## [Given text]
To be fair to all the Non-UXers out there that have this perception of User Experience Design, we, as UX professionals, have not done a good job of claiming our value otherwise (see Want to Sell UX? Stop Talking UX! For more).
Thus UX is sitting in a current state where our value is not recognized by others, in large part because we don’t do a good job of showcasing that value in a meaningful way.
To UX professionals, the problems that occur because of this current state are obviously. For those non-UXers reading this, they may not be. Thus let me explain the main point. Perhaps, the biggest problem that we all face when we don’t value User Experience in a meaningful, non-interface-only way is the fact that, when not seen as a high business value, UX cannot be used to bring all the immense business value that it should be bringing. Simply put, our businesses and users suffer, because they UX experience is used solely for interface updates, and jazzing things up, as opposed to doing things like better matching product needs to user needs to ensure more purchases and more happy users. Focusing on UX’s value as a quick fix, therefore, wastes a whole lot of money.
Thus, Paul and I put together a 3 hour workshop to conduct our experiment in a better way to explain the value of UX to Non-UXers. Our intent was to show a graph that mapped different levels of business value to the different UX activities. The hope was that those outside of UX would visually see proof that having more UX activities in the company, outside of interface design, would bring the business exponentially more business value. How could they not love that, right?
The workshop was split up with the first 1/3 being a 101-102 level introduction to the totality of what User Experience is, and the last 2/3 being a workshop where we walked the attendees through an exercise of showing business value in regards to UX activity.

## [Record extracts]

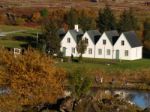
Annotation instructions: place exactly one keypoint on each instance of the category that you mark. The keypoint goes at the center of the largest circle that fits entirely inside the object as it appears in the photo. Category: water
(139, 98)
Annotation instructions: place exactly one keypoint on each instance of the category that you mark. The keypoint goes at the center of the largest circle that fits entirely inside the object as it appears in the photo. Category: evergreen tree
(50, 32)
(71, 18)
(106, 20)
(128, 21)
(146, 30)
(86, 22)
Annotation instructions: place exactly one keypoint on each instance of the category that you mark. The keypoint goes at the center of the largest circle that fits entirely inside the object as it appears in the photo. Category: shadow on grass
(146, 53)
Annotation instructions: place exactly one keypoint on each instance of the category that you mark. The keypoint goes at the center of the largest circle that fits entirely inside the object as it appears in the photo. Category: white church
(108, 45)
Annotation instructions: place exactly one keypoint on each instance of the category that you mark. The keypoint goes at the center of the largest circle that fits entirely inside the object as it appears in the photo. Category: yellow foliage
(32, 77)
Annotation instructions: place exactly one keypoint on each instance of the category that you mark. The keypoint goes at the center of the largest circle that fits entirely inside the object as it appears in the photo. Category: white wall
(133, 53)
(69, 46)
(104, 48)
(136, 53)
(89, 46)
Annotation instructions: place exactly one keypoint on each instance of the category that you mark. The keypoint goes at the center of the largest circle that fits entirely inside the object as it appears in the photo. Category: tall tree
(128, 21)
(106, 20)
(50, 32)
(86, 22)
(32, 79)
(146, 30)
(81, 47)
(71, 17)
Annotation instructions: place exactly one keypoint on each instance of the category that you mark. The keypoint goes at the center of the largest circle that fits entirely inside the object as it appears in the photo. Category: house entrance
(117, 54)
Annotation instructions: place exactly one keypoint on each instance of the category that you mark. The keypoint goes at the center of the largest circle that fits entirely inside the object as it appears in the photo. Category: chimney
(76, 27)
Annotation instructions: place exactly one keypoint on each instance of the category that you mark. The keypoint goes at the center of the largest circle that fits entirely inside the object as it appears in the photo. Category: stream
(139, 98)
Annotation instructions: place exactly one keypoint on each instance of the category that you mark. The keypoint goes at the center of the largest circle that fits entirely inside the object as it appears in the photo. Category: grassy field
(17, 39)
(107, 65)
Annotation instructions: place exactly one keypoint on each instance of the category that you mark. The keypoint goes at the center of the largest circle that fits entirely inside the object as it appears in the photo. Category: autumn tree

...

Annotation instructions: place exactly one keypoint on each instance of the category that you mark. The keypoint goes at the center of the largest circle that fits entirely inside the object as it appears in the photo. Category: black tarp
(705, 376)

...

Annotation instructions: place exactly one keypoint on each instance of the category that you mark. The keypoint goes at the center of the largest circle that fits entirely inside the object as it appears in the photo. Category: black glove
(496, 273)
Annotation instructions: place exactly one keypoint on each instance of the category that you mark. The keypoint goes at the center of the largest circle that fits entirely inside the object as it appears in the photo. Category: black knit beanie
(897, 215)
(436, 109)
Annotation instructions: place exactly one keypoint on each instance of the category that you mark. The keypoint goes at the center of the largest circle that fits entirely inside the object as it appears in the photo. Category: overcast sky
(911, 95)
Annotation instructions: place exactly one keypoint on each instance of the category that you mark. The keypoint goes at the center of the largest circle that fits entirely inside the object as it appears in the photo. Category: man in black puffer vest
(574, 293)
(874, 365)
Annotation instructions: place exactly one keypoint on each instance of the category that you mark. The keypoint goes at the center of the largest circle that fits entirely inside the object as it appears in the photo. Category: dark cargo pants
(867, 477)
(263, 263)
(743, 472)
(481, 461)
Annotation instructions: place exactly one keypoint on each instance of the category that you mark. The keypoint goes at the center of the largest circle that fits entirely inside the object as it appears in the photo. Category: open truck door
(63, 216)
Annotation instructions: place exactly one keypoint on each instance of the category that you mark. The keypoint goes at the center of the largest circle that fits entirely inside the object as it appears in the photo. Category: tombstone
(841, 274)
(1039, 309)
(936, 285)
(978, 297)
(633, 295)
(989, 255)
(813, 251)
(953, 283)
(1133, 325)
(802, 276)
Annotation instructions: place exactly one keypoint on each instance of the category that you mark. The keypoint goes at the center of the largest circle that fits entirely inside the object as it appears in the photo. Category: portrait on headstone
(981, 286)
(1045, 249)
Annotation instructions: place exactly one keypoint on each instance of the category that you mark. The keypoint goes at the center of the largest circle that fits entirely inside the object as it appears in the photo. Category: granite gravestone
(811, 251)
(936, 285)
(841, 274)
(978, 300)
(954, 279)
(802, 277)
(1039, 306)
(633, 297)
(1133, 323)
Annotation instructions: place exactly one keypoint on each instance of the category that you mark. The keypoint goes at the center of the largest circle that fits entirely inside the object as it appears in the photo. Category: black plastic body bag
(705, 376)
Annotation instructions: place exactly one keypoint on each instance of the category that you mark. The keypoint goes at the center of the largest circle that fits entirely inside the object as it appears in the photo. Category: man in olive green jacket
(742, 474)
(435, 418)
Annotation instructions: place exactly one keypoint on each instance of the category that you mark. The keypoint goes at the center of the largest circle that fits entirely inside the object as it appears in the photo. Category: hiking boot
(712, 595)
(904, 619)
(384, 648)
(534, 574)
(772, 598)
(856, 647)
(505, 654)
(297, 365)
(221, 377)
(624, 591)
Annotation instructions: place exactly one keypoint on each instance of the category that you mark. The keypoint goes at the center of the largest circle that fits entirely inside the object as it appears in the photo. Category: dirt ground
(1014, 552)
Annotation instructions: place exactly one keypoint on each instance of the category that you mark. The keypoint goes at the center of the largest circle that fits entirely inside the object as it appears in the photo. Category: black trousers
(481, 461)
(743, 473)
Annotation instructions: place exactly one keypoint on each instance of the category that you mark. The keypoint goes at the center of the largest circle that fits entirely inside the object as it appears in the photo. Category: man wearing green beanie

## [What the task requires]
Can you extend the piece on showing the business value of UX to non-UXers, picking up right after its final sentence? You won't need the listing for this.

## [The answer]
In our audience were people from across the company including people from: Engineering, User Experience, Quality Assurance, Brand, Product, Project Management, Business and more. This was a huge positive for us because Paul and I felt that we could affect and educate those that we really needed to reach.
Unfortunately, our outcomes did not match our hypothesis. We found that many people, even with proof that more strategic UX meant more business value, really didn’t care what we had to say. They simply weren’t interested. Instead, they were interested on how all this wonderful ware we were selling would affect their job. How did this fit into Agile? What about lean? How do I keep my project on schedule and budget and add all this glorious UX stuff in?… these were only a few of the questions we heard.
What we found was that, by not starting with the effect, we were unable to capture our audience at all. Further, people in this company didn’t see the gaps that we were claiming to fill with UX. “Isn’t product already doing all of this?”, was but one point we heard.
We realized that, although our message is sound, in order to spread it we needed to show a great deal more empathy for the audience that we were trying to report into.
In the upcoming months, I’ll be writing more about the mapping method, as I believe it is extremely useful in building a case for more UX. However, I will conclude this piece by reminding us UXers that, only we see the gaps. What is that I say? I’m saying that only UX sees the need for UX education, and only UX sees the real business value of UX. Until we have empathy for our business and company partners, we will never be able to expose the gaps that we see to them in a meaningful way, and then be able to fill those gaps with the knowledge we have.
Keep this in mind as you go forth to bring the message that is User Experience. That is, explain why there is a problem, and THEN show them how UX solves it. Oh, and don’t forget to let your partners know how it will affect their jobs too :-).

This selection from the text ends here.